__WHAT IS EXPECTED__: On how many lines of the data below does the word "woven" appear? Reply with the number only.

[Records excerpted from a collection]

◆ ◆ ◆ ◆ ◆

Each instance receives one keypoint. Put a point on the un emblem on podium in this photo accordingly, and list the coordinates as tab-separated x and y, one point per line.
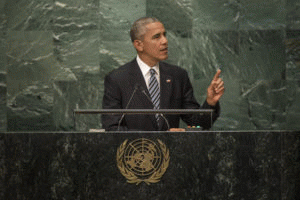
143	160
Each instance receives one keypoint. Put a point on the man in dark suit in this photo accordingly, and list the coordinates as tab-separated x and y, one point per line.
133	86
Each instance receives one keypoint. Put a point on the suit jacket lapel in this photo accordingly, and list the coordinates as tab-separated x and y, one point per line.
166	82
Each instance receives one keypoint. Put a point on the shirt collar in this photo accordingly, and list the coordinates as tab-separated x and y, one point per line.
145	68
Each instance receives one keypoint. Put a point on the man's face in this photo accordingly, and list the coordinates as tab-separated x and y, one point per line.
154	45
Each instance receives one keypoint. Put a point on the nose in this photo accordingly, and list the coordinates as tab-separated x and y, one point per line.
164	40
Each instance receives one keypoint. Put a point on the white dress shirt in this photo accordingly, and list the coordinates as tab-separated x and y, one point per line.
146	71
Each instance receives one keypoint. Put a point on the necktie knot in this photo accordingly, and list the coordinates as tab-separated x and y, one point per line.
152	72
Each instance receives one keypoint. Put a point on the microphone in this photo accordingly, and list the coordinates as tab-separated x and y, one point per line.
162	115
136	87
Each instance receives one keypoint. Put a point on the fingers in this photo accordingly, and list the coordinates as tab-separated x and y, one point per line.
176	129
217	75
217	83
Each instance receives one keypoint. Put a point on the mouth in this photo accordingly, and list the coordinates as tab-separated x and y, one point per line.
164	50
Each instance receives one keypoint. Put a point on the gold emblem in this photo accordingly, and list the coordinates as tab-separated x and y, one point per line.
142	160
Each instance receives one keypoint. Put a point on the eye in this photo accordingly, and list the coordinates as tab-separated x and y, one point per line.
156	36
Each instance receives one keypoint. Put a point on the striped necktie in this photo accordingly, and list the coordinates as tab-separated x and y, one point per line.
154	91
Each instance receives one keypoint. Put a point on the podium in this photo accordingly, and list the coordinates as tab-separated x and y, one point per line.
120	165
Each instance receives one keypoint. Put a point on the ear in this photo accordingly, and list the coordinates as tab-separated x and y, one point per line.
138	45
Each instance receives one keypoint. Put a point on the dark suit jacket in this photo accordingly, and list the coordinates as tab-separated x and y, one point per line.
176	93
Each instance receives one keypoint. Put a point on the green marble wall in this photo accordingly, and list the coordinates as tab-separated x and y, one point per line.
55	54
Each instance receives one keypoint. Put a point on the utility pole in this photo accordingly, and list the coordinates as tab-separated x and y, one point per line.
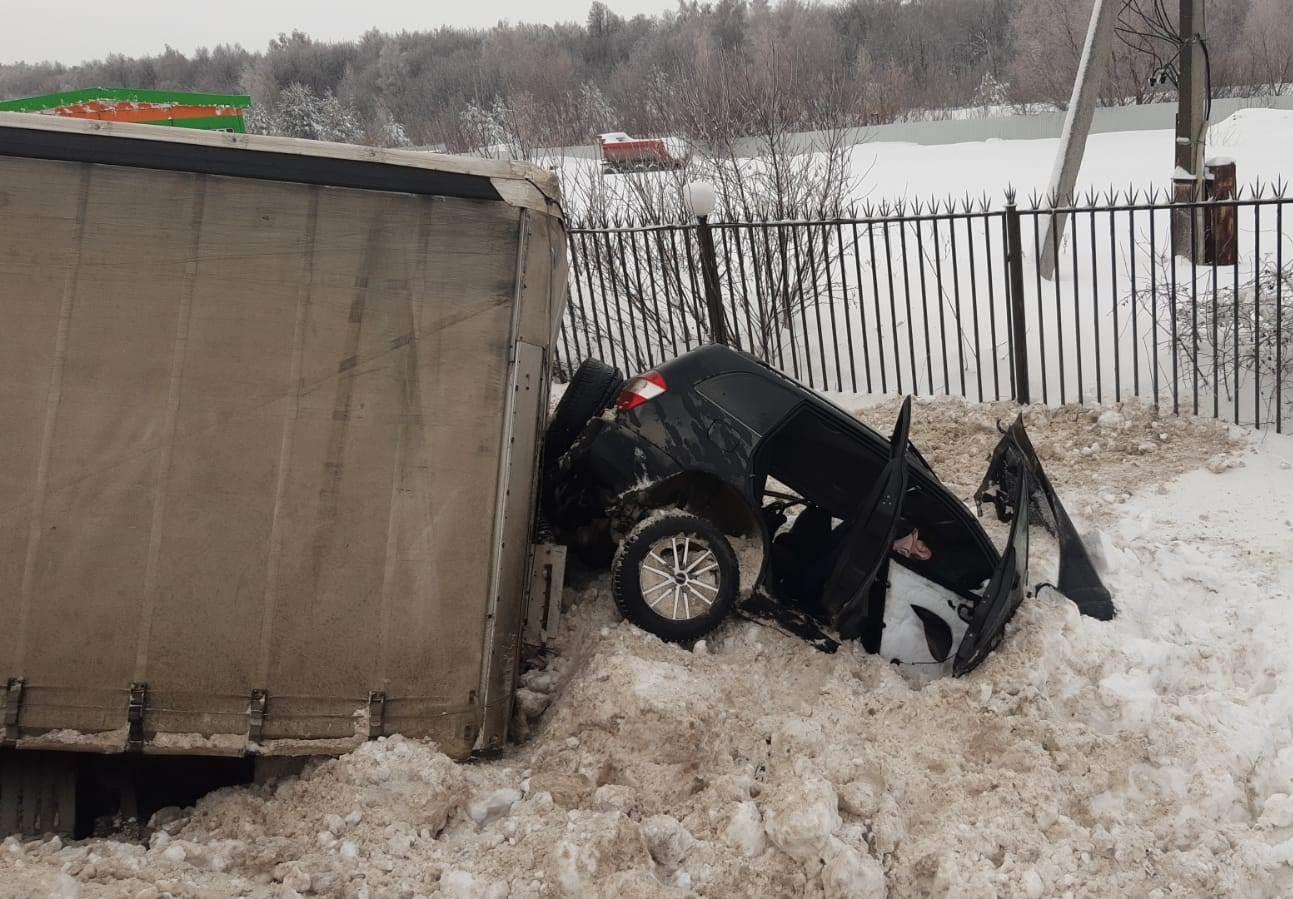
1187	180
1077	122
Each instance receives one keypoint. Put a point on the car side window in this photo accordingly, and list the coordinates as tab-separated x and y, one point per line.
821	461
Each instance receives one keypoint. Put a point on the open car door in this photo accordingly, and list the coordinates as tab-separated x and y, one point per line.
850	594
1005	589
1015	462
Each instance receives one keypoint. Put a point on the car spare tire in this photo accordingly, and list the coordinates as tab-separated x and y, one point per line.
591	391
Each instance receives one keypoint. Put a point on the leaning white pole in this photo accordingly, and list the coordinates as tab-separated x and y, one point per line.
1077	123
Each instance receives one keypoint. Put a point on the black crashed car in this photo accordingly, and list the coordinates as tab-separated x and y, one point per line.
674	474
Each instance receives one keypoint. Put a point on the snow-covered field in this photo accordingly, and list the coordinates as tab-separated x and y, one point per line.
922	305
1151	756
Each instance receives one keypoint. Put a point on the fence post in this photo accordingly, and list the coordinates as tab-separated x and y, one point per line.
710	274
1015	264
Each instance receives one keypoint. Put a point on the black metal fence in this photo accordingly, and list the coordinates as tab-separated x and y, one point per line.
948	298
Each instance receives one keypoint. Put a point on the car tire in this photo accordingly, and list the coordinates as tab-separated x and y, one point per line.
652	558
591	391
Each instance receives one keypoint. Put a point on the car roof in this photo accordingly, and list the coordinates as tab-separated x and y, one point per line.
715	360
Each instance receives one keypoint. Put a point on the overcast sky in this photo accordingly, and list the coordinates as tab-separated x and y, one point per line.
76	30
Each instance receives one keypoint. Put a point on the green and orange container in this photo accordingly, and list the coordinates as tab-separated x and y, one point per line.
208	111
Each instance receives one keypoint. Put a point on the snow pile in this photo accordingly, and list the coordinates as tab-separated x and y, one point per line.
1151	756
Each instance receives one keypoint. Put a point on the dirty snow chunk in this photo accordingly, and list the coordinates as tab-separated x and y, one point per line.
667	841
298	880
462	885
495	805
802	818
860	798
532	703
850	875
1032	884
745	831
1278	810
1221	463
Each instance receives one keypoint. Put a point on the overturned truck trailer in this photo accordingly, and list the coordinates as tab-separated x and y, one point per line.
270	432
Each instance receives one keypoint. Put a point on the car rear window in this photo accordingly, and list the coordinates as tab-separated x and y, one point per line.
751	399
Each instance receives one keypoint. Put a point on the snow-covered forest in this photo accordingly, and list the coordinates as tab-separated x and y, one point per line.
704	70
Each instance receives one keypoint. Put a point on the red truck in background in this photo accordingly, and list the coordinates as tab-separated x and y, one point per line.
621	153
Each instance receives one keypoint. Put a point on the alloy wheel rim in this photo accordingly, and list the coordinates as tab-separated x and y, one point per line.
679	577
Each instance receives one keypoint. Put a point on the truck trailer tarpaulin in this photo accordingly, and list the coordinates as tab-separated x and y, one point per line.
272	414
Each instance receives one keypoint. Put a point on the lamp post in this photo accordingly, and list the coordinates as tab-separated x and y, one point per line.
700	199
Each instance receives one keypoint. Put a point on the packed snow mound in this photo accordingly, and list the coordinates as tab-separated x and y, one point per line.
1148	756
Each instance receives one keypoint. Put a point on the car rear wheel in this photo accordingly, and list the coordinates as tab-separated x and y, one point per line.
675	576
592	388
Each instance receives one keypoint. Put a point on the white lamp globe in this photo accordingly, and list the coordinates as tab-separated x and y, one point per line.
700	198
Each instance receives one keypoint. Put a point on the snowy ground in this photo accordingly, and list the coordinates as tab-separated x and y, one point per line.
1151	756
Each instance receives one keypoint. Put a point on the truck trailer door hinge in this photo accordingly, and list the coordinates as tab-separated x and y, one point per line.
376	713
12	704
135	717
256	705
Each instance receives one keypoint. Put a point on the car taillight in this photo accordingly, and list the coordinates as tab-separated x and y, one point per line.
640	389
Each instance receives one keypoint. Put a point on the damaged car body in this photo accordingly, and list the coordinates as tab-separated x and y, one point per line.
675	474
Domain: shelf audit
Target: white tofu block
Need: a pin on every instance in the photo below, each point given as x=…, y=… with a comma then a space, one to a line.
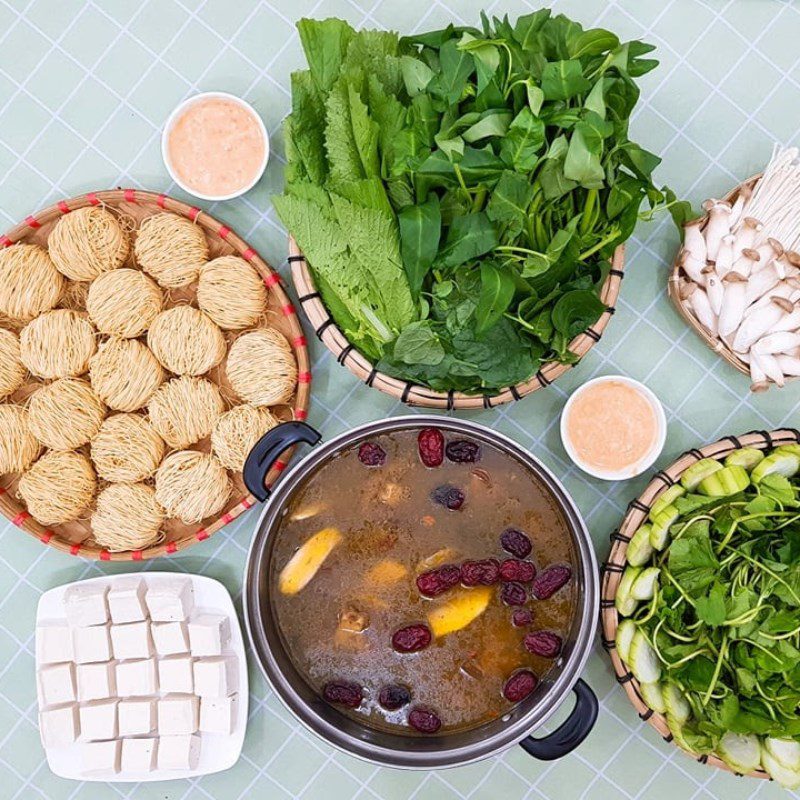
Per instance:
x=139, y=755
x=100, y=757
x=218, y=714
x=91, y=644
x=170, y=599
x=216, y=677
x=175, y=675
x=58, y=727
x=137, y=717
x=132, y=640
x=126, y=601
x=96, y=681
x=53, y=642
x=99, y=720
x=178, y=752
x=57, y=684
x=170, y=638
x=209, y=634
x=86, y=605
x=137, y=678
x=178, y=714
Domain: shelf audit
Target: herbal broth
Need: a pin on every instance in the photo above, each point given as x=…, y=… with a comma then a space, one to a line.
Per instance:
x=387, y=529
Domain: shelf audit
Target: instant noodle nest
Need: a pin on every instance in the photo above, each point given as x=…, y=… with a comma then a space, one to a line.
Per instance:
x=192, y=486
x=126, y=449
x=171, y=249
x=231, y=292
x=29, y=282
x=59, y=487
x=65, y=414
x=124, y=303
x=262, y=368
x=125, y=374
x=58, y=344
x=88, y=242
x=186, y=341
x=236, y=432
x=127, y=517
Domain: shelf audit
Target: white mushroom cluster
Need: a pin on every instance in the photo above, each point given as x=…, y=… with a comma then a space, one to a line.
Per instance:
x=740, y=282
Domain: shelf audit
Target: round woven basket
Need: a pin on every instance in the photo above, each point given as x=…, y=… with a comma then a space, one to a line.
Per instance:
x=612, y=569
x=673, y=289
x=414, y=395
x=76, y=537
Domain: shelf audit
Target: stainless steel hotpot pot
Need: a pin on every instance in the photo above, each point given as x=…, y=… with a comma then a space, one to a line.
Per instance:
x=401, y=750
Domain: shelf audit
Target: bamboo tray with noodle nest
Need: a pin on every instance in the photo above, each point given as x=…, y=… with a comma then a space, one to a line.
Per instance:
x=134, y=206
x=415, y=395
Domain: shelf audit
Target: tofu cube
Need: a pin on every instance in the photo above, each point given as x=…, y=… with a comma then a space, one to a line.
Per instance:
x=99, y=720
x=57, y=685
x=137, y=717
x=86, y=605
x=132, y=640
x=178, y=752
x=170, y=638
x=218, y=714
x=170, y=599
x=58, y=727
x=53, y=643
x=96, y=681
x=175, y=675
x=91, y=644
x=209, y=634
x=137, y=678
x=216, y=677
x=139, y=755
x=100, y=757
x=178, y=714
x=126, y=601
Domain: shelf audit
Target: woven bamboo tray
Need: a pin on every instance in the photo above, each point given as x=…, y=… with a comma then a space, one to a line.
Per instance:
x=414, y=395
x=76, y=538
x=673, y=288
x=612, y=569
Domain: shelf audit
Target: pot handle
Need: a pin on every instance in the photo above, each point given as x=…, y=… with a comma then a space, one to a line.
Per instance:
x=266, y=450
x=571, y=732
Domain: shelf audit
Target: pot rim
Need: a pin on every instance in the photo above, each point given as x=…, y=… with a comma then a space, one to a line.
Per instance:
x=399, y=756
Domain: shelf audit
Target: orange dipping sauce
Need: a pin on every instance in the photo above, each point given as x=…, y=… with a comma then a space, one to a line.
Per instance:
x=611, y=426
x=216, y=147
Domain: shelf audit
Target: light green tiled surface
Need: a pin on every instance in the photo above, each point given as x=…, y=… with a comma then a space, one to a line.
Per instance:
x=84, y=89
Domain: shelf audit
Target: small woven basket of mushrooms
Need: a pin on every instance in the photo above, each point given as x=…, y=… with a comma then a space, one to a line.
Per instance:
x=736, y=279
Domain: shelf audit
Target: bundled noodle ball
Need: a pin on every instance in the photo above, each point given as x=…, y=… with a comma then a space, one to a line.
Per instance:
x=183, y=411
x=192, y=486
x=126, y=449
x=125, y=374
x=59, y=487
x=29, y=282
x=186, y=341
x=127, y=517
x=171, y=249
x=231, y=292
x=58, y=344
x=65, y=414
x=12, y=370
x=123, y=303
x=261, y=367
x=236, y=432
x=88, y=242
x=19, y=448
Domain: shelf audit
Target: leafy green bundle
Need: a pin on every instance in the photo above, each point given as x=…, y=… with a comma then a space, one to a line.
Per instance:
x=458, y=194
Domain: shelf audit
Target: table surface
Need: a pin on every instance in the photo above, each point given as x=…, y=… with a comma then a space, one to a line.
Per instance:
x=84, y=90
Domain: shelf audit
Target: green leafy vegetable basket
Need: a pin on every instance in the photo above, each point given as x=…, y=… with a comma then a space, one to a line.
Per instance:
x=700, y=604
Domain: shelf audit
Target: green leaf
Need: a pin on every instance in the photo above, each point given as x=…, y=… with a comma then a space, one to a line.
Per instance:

◆ ◆ ◆ ◆ ◆

__ANSWER__: 3